Text block |
══════════════════════════════
US universities brace for ‘perfect storm’ of pressures under Trump
US universities are bracing for the potential loss of billions of dollars if Donald Trump follows through on threats to pull federal funding and impose punitive taxes on institutions he says are “dominated by Marxist maniacs and lunatics”.
Trump has pledged to tax university’s endowments, cut federal research funding, squeeze the income they receive from students, and fine them for their stances on “culture war” issues.
That combination of pressures could accelerate the closure or mergers of a number of mid-sized colleges, Nick Dirks, former chancellor of the University of California, Berkeley, predicted. “This could be a perfect storm,” he said.
Trump targeted colleges repeatedly on the campaign trail, saying in one video last year: “We spend more money on higher education than any other country, and yet they’re turning our students into communists and terrorists and sympathisers of many, many different dimensions.”
“The writing is on the wall,” said Jonathan Fansmith, assistant vice-president of government relations at the American Council on Education, a membership organisation for universities and colleges, of the prospect of higher taxes on elite colleges’ endowments.
In his first term, Trump imposed a largely symbolic 1.4 per cent tax on net investment income generated by colleges with at least 500 students and endowment assets exceeding $500,000 per student.
══════════════════════════════
Stated exercise A | According to the article on pressures facing US universities, what rate did the tax on net investment income that Trump imposed in his first term have?
Stated exercise B | What measures against universities has Trump pledged, according to the article on pressures facing US universities? List every one.
Stated exercise C | Write a continuation of the article on pressures facing US universities, picking up after its final paragraph.

[Rows from a dataset]
══════════════════════════════
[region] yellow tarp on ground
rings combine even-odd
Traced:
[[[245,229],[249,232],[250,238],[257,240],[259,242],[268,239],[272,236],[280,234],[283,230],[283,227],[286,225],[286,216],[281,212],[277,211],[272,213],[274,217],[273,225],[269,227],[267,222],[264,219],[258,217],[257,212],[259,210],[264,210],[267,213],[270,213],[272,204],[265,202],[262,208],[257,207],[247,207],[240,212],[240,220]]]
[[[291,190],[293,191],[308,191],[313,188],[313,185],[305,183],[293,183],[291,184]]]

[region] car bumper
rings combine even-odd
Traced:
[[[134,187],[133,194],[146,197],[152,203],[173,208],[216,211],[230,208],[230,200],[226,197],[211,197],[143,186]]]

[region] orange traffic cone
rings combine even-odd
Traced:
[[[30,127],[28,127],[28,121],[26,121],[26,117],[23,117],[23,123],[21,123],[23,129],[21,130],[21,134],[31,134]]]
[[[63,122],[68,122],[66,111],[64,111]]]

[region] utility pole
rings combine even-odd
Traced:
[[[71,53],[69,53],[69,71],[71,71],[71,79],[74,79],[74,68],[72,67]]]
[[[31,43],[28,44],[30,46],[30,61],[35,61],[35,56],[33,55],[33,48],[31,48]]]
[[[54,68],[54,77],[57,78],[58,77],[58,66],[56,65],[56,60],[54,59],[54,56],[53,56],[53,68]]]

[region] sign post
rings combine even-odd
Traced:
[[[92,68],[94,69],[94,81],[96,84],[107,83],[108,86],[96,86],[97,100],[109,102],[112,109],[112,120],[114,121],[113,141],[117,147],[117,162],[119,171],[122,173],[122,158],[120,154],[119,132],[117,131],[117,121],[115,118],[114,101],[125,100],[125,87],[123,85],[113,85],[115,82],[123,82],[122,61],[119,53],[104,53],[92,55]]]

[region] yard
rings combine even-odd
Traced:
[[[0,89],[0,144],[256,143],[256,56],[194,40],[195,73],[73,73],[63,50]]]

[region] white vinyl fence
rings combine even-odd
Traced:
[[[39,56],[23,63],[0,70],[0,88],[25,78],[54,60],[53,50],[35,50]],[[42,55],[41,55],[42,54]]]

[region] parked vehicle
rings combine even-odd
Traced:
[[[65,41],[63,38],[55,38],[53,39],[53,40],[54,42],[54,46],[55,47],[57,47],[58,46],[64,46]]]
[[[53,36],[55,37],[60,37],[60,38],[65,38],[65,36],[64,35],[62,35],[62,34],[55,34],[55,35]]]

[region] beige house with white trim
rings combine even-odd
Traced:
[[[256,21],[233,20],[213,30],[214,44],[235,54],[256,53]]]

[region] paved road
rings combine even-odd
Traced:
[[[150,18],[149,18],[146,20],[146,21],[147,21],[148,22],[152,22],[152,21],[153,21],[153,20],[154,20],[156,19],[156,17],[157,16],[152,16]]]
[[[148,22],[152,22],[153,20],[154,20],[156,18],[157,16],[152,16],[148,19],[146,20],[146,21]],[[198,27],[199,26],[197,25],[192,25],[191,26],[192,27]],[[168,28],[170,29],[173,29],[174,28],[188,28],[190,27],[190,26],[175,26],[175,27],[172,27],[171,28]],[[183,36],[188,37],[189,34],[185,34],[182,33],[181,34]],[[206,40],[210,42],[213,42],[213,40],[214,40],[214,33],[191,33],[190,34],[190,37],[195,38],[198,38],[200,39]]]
══════════════════════════════
Exercise answer A | 1.4 per cent

Exercise answer B |
- Taxing university endowments
- Cutting federal research funding
- Squeezing the income universities receive from students
- Fining universities for their stances on "culture war" issues

Exercise answer C |
JD Vance, who will be Trump’s vice-president, last year proposed raising the tax to 35 per cent. Endowments, he said, “have grown incredibly large on the backs of subsidies from the taxpayers”, insulating colleges from political or other pressures, “and that is why the university system in this country has gone so insane”.
The current tax cost 58 colleges just $244mn collectively in 2022, said Liz Clark, vice-president of policy and research at the National Association of College and University Business Officers. She added, however: “We are fairly certain that President Trump will work towards enacting some kind of tax legislation in 2025. We do expect more institutions to be impacted in time.”
Fansmith said “we expect to see a lot of attention from the Republicans” following harsh campaign rhetoric against universities this year, much of it linked to perceived antisemitic protests on campuses. This month the House of Representatives narrowly rejected a bill that would make it easier to strip non-profit organisations, including colleges, of their tax-exempt status, but this remained “the nuclear option,” he added.
Trump last year said that colleges pursuing positive discrimination and diversity initiatives which he called “unlawful discrimination” could be fined “up to the entire amount of their endowment”.
University officials also fear cuts to federal funding for research and development, both as punishment for their perceived ideology and as part of a broader aspiration to slash government spending.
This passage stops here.